===== Reading passage

Now, given the current macroeconomic headwinds, industry players are building provisions to counter any adverse fallout. While conservative lending policy and the resilience of borrowers helped banks to keep their asset quality manageable, several metrics have started rising. This, thus, signals the gradual deterioration of the industry players’ asset quality.

Zacks Industry Rank Suggests Bright Prospects

The Zacks Major Regional Banks industry is a 15-stock group within the broader Zacks Finance sector. The industry currently carries a Zacks Industry Rank #41, which places it in the top 16% of more than 250 Zacks industries.

The group’s Zacks Industry Rank, which is basically the average of the Zacks Rank of all the member stocks, indicates outperformance in the near term. Our research shows that the top 50% of the Zacks-ranked industries outperform the bottom 50% by a factor of more than 2 to 1.

The industry’s positioning in the top 50% of the Zacks-ranked industries is a result of an encouraging earnings outlook for the constituent companies in aggregate. Looking at the aggregate earnings estimate revisions, it appears that analysts are gaining confidence in this group’s earnings growth potential. Since the end of October 2023, the industry’s earnings estimates for the current year have been revised 1.5% upward.

Before we present a couple of major bank stocks that are worth buying, let’s take a look at the industry’s recent stock market performance and valuation picture.

Industry Outperforms the Sector and the S&P 500

The Zacks Major Regional Banks industry has widely outperformed both the S&P 500 composite and its sector over the past year. While stocks in this industry have collectively surged 42.2% over the period, the Zacks S&P 500 composite has jumped 24.5%, and the Zacks Finance sector has rallied 23.1%.

One-Year Price Performance

 

Industry's Valuation

One might get a good sense of the industry’s relative valuation by looking at its price-to-tangible book ratio (P/TBV), which is commonly used for valuing banks because of large variations in their earnings results from one quarter to the next.

The industry currently has a trailing 12-month P/TBV of 1.98X. This compares with the highest level of 2.48X, the lowest of 1.21X and the median of 1.93X over the past five years. The industry is trading at a huge discount compared with the market at large, as the trailing 12-month P/TBV for the S&P 500 composite is 10.89X, as the chart below shows.

Price-to-Tangible Book Ratio (TTM)

 

As finance stocks typically have a lower P/TBV ratio, comparing major regional banks with the S&P 500 may not make sense to many investors. However, a comparison of the group’s P/TBV ratio with that of the broader sector ensures that the group is trading at a solid discount. The Zacks Finance sector’s trailing 12-month P/TBV came in at 4.09X. This is way above the Zacks Major Regional Banks industry’s ratio, as the chart below shows.

Price-to-Tangible Book Ratio (TTM)

2 Major Regional Banks to Bet on Right Away


Wells Fargo: With total assets worth $1.96 trillion as of Mar 31, 2024, Wells Fargo is one of the largest financial holding companies in the United States. The company provides a diverse range of banking and non-banking financial services and products through more than 5,000 branches, a broad ATM network, the Internet and other distribution channels across North America and globally.

Though WFC has been facing problems related to its 2016 sales scandal, management has been striving hard to overcome this matter and lift the asset cap imposed on it by the Fed.

==========
===== Information shown

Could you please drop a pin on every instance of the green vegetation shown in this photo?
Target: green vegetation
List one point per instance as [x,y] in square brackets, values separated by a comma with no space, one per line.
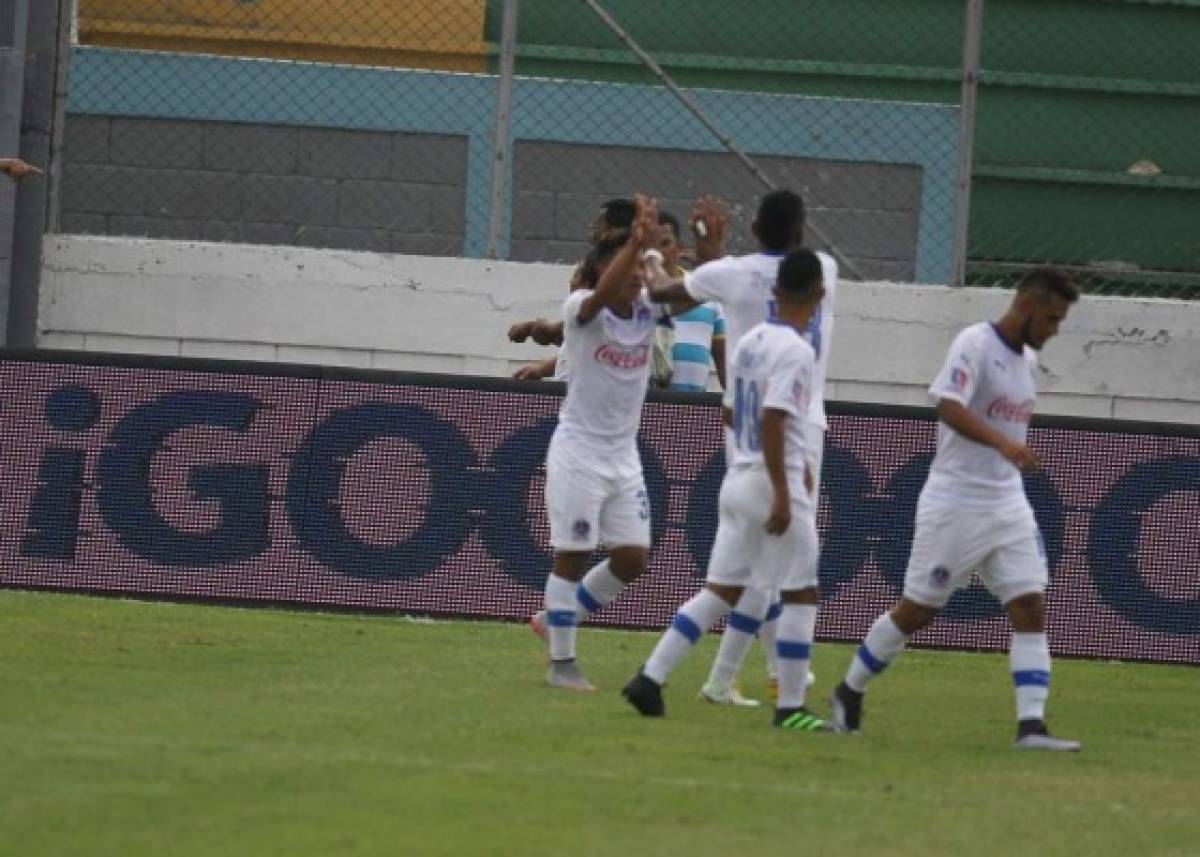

==========

The request
Extend the passage on major regional bank stocks, starting right after its final sentence about the Fed's asset cap on Wells Fargo.

Answer to the exercise
Wells Fargo is focused on reducing its expense base. Expense reduction efforts, such as streamlining organizational structure, closing branches and reducing headcount, undertaken since third-quarter 2020 have been aiding expense management. The company delivered gross expense savings aggregating $10 billion in 2021-2023. The company expects to take on these efficiency initiatives this year too.

Further, this Zacks Rank #1 (Strong Buy) company continues to build on its deposit base, which witnessed a three-year (ended 2023) CAGR of 1.1%. While the pace of deposit growth is likely to continue moderating in the near term, a large base of retail clients will likely support the deposit balance in the upcoming period. You can see the complete list of today’s Zacks #1 Rank stocks here.

With a market cap of $209.5 billion, Wells Fargo is expected to regain its lost glory with the above-mentioned strategic efforts. Analysts are bullish on the stock. In the past 30 days, the Zacks Consensus Estimate for earnings has been revised 5.5% upward for 2024. The stock has jumped 44.7% over the past six months.

Price and Consensus: WFC

 

Northern Trust: With total assets worth $156.1 billion as of Mar 31, 2024, Northern Trust is a leading provider of wealth management, asset servicing, asset management and banking solutions to corporations, institutions, families and individuals.

Organic growth is the company’s key strength. Its revenues witnessed a CAGR of 3.5% over the last three years (2020-2023), driven by rising non-interest income and NII. The growth of NII was aided by an improvement in loan balances and higher rates. Also, robust pipelines in the Asset Servicing and Wealth Management segments will likely drive organic growth in the upcoming period.

NTRS is undertaking expense management efforts to tackle expense growth and reinstate its operating leverage. It focused on disciplined headcount management, vendor consolidation, rationalization of its real estate footprint and process automation. Through such efforts, it will likely improve productivity and meet the financial targets.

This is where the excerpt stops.